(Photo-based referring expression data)
-*-*-
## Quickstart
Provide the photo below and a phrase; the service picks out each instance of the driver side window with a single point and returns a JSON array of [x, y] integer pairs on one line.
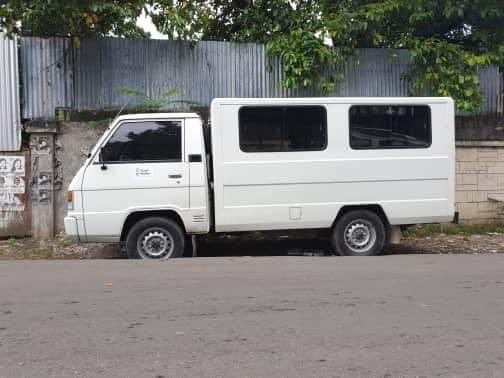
[[145, 141]]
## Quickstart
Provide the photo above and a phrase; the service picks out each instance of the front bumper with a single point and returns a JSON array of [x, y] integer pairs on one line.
[[71, 228]]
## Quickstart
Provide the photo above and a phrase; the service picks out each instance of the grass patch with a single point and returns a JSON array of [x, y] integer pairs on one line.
[[425, 230]]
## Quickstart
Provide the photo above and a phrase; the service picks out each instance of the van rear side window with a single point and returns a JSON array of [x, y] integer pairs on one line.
[[282, 128], [390, 126]]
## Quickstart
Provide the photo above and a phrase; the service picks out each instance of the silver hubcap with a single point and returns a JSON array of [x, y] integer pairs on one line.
[[155, 243], [360, 236]]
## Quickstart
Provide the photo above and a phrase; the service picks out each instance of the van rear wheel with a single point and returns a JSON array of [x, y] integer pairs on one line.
[[359, 233], [155, 238]]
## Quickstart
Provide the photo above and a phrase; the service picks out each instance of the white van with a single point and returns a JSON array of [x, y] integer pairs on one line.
[[357, 167]]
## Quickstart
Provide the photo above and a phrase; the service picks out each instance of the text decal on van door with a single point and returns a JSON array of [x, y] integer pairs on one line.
[[143, 172]]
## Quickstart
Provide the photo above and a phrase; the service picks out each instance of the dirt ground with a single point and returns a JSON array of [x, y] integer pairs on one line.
[[62, 248]]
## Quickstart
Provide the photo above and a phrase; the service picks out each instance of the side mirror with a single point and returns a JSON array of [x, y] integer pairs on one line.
[[100, 158]]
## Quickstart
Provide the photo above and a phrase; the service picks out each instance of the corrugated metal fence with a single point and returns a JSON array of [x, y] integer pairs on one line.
[[56, 73], [10, 125]]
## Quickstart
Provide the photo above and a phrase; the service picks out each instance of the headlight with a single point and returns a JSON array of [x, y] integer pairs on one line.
[[70, 200]]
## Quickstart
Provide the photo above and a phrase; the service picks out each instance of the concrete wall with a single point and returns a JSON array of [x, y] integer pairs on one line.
[[480, 182], [480, 173]]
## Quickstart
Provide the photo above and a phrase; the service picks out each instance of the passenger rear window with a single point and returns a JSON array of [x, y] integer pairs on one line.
[[390, 126], [145, 141], [282, 128]]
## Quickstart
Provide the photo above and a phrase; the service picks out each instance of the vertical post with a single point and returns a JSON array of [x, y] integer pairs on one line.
[[42, 145]]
-*-*-
Please copy the data above exactly; the pictures do not belong in the copy.

Exercise result:
## Quickstart
Provide the photo below and a phrase; the service picks out each instance of the driver side window with a single point and returns a JSON array of [x, y] integer pairs on one line.
[[145, 141]]
## Quickstart
Provide the photo above and a phrase; the service picks out each instance of the front bumper with a single point and returns a JSON array of [x, y] integer pairs on one line.
[[71, 228]]
## Quickstart
Provide the photo above and a phrase; the service picks out each instance of the grass patch with a single point and returns a JSON array of [x, y] integer pairs on one line.
[[425, 230]]
## Quickstart
Provide the photo above and a phrase; the service picks out each instance of the van rear side window with a single point and returns a JSON array of [x, y] integer pairs on one line.
[[282, 128], [390, 126]]
## Quickstart
Provide the photo above and a phrase; the service picks out each instance of the silver hubcap with a single point and returns a JSON array of [x, y] integer pairs on one line.
[[155, 243], [360, 236]]
## Quickstart
Provide the photo above and a phrase; the service picks out each instance of the van rear wheel with a single point and returns a JSON array of [x, y] integer pairs on one line.
[[359, 233], [155, 238]]
## Quickstart
Provide the photo above and a phrase; the service picks out each instance of the white van with a single point and returns a JSON array of [x, y] integer pairs on one line.
[[357, 167]]
## Quickstart
Provide the photo above and a phrase; the service picks out each instance of the text decal on van door with a single point and returns a JSON array of [x, y] integer pairs on one line.
[[143, 172]]
## Quickstart
Provide the photo above and a phrase; the service picks out each instance of the dirt ground with a single point and returns a JSON array of [x, y] integer pairs on one line.
[[62, 248]]
## Quickstart
Provide the photo above and a phrase; the service picks out each instance of the side mirror with a single point and returns a JSON array of [x, y] integer pairs on one line.
[[100, 158]]
## Quickstart
Provide the photo above and a phrase; the service picks out each instance of the corrugated metal fence with a single point and returns a JSON array of [x, y] integer pairs on one line.
[[56, 73], [10, 125]]
## Quickstart
Provide the photo above and a phrase; the service picks out each instance of the headlight with a single point and returns a JSON array of [x, y] integer pairs on one line.
[[70, 200]]
## Quickstart
Provide the photo above and a phrase; the service picks out each instance of the concrete wall with a single point and returns a JSON array of [x, y] integer pairs on one line.
[[480, 182], [480, 173]]
## Quickstart
Provide the photo above and a phrase; the service picks out each instance of the passenger rear window with a single point and returns a JSON array of [x, y] integer pairs on one line.
[[390, 126], [145, 141], [282, 128]]
## Quickstart
Provide the photo above and a phrase; the service picks out each instance of the vertical post with a single point and returns a JSON array of [x, y] integer pairs on one line.
[[42, 145]]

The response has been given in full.